▶ [SHORT PROBLEM]
Lay out the records below as a two-column CSV with the header columns "query" and "reply", one row per record. Put the text in the first column and its answer in the second, enclosing each field in double quotes and replacing any line breaks with spaces.

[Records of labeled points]
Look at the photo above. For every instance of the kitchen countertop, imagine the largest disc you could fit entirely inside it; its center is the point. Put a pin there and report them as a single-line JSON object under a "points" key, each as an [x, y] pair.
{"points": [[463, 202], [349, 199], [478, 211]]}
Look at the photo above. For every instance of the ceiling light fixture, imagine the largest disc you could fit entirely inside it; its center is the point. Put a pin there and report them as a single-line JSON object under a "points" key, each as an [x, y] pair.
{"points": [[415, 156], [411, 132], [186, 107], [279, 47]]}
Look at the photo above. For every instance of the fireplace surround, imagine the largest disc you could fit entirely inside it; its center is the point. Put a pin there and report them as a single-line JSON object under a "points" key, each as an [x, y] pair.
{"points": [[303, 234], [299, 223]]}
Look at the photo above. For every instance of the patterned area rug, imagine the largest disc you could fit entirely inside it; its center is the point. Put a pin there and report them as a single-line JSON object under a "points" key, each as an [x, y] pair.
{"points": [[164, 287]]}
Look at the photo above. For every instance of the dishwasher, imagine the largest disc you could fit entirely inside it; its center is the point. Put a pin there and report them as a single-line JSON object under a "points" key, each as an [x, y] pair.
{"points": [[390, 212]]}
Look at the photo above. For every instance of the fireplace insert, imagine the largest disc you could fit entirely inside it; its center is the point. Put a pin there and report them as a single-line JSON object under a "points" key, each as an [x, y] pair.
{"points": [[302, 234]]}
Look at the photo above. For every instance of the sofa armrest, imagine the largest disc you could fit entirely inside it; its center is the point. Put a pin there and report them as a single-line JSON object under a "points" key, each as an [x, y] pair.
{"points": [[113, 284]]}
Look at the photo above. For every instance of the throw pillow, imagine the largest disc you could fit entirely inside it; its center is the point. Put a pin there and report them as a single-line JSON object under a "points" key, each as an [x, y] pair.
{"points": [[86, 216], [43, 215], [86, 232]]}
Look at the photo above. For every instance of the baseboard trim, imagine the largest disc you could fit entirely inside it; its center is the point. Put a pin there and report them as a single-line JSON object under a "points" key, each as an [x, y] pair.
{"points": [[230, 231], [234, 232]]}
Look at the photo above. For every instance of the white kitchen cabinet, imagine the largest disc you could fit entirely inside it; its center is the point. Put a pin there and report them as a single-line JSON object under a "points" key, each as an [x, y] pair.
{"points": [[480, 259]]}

▶ [RESULT FOR THIS TASK]
query,reply
"Look at the photo above. For every instance of the kitchen countertop, imagine the largest disc you could fit entirely inside it; its center is the point. Put a pin there and report them as a single-line JSON object under a ""points"" key, each as an [x, y] pair.","{""points"": [[463, 202], [349, 199], [478, 211]]}"
"Look at the photo above. For every instance of the ceiling light fixture, imagine the largest disc you could fit entirely inside it; its center is the point. Put a pin there and report them as a single-line JSON object under a ""points"" key, each as an [x, y] pair.","{""points"": [[415, 156], [411, 132], [186, 107], [279, 47]]}"
"Look at the photo above. For every instance of the fireplace surround, imagine the largest disc you could fit entirely inside it; its center is the point. Put a pin there and report them as a single-line JSON object under a ""points"" key, each as an [x, y] pair.","{""points"": [[303, 234], [299, 223]]}"
"Look at the photo above. For every instance of the patterned area rug, imagine the largest disc you could fit entirely inside it; its center is the point. Put a pin there and report them as a single-line JSON object under a ""points"" key, each as an [x, y] pair.","{""points"": [[164, 287]]}"
"Look at the photo above. For every instance of the dishwasher, imagine the largest disc you could fit entirely inside it; its center is the point. Put a pin there and report them as a single-line JSON object under a ""points"" key, each as an [x, y] pair.","{""points"": [[390, 212]]}"
"Look at the photo above. For every instance of the fireplace insert, imagine the largest disc you could fit entirely inside it; its center is the point. Put a pin there and report them as a single-line JSON object under a ""points"" key, each as an [x, y] pair.","{""points"": [[302, 234]]}"
"Look at the photo above. For every instance of the sofa armrest, imagine the largest disc you could fit entirely inside it; its center is the point. Put a pin there and report them as a single-line JSON object under a ""points"" key, each as an [x, y] pair.","{""points"": [[113, 284]]}"
"Look at the photo above. For every instance of the throw pillow, imagine the largest disc you could fit entirely inside it; its center is the point. Put a pin there and report them as a single-line JSON object under a ""points"" key, each as an [x, y] pair.","{""points"": [[86, 216], [43, 215], [86, 232]]}"
"Look at the photo above. For every instance of the baseboard trim, imagine the largest disc you could fit entirely inside it; its center is the point. Put a pin there and report them as a single-line JSON object under a ""points"" key, each as an [x, y] pair.","{""points"": [[230, 231], [234, 232]]}"
"Look at the photo above. For every instance of the white kitchen cabinet, imagine the largest disc you could fit entirely inside it; its center is the point. Put a pin there and report them as a single-line JSON object under a ""points"" key, each as an [x, y] pair.","{""points"": [[480, 259]]}"